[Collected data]
____________________
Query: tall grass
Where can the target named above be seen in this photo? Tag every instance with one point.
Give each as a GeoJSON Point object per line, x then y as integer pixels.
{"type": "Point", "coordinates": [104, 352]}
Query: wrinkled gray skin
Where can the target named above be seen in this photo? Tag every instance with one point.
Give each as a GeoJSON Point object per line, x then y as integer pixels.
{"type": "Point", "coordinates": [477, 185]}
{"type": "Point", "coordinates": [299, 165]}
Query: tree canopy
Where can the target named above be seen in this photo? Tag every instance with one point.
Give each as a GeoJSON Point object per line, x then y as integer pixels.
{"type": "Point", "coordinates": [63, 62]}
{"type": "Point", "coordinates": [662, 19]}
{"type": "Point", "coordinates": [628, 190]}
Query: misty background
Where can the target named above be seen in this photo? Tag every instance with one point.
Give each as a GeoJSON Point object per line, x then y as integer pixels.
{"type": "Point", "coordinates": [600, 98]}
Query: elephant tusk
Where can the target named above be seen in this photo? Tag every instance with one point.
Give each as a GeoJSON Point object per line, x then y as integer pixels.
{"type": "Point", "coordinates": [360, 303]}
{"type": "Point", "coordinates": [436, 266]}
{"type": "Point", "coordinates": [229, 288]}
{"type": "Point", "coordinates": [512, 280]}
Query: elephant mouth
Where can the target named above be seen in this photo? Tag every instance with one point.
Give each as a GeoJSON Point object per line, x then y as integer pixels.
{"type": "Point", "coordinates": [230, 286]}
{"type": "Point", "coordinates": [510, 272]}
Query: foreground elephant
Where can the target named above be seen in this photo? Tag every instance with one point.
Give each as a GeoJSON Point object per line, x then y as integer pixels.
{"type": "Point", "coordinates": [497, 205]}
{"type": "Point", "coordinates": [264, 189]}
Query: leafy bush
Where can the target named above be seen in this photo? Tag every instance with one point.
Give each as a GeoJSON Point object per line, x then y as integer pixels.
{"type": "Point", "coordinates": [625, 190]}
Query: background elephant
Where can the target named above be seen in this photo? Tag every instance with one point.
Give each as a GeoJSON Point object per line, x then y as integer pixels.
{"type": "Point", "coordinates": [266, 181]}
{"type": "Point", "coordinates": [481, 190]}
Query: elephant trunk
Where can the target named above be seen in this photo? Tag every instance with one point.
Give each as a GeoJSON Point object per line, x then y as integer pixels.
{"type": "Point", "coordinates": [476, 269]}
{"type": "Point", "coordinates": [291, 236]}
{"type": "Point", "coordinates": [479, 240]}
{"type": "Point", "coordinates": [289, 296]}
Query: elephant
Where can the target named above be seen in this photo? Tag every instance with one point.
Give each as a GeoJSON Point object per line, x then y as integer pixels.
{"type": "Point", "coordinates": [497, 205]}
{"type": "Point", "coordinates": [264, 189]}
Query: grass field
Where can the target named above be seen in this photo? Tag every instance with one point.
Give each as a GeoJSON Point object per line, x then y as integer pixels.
____________________
- [Problem statement]: From the records above, extract every entry exactly as given.

- [Response to this task]:
Query: tall grass
Where can the target named above be seen in this photo? Tag every instance with one point.
Give each as a GeoJSON Point object per line, x then y as integer pixels.
{"type": "Point", "coordinates": [104, 352]}
Query: wrinkled gray skin
Where can the target named above be seen in this photo? Tag every instance with one point.
Give each as a GeoJSON Point object per line, x then y as integer pixels.
{"type": "Point", "coordinates": [477, 185]}
{"type": "Point", "coordinates": [299, 165]}
Query: tree canopy
Where can the target named above be seen in this photo? Tag every instance with one point.
Give each as a GeoJSON Point object per line, x then y as integer pixels.
{"type": "Point", "coordinates": [63, 62]}
{"type": "Point", "coordinates": [662, 19]}
{"type": "Point", "coordinates": [628, 190]}
Query: misty background
Where can the target named above be seen in this photo? Tag every instance with one point.
Give each as a GeoJSON Point object per line, x then y as integer pixels.
{"type": "Point", "coordinates": [600, 98]}
Query: elephant tusk
Where can the target named above be seen in this photo? Tag every instance with one point.
Give each as a GeoJSON Point object per line, x then y as integer pixels.
{"type": "Point", "coordinates": [360, 303]}
{"type": "Point", "coordinates": [436, 266]}
{"type": "Point", "coordinates": [229, 288]}
{"type": "Point", "coordinates": [512, 280]}
Query: elephant mouth
Where can the target named above be seen in this photo? Tag every instance with one point.
Give each as a GeoJSON Point object per line, x then y as integer pixels.
{"type": "Point", "coordinates": [230, 286]}
{"type": "Point", "coordinates": [510, 272]}
Query: foreground elephant
Where can the target named above be seen in this photo? Tag every instance with one point.
Give each as a GeoJSON Point object per line, x then y as integer pixels.
{"type": "Point", "coordinates": [497, 205]}
{"type": "Point", "coordinates": [264, 189]}
Query: leafy bush
Where can the target named above be seen in this photo? Tag every instance with one point.
Give each as a GeoJSON Point object per line, x then y as integer pixels.
{"type": "Point", "coordinates": [625, 190]}
Query: background elephant
Where can the target named above be seen in this photo? Tag every instance with one point.
Give each as a GeoJSON Point object per line, x then y as integer pixels.
{"type": "Point", "coordinates": [266, 181]}
{"type": "Point", "coordinates": [481, 190]}
Query: elephant trunk
Where can the target named above be seen in this photo? Tag every instance with one point.
Give each as a GeoJSON Point object per line, x then y as integer pixels.
{"type": "Point", "coordinates": [476, 269]}
{"type": "Point", "coordinates": [291, 236]}
{"type": "Point", "coordinates": [479, 240]}
{"type": "Point", "coordinates": [289, 296]}
Query: elephant
Where can the target named above be seen in this photo? Tag every instance with one point.
Give each as a GeoJSON Point object per line, x then y as integer pixels.
{"type": "Point", "coordinates": [497, 205]}
{"type": "Point", "coordinates": [264, 189]}
Query: grass field
Where can the target named above be seen in this photo? Tag every instance with one point.
Give each as a GeoJSON Point object per line, x then y as integer pixels.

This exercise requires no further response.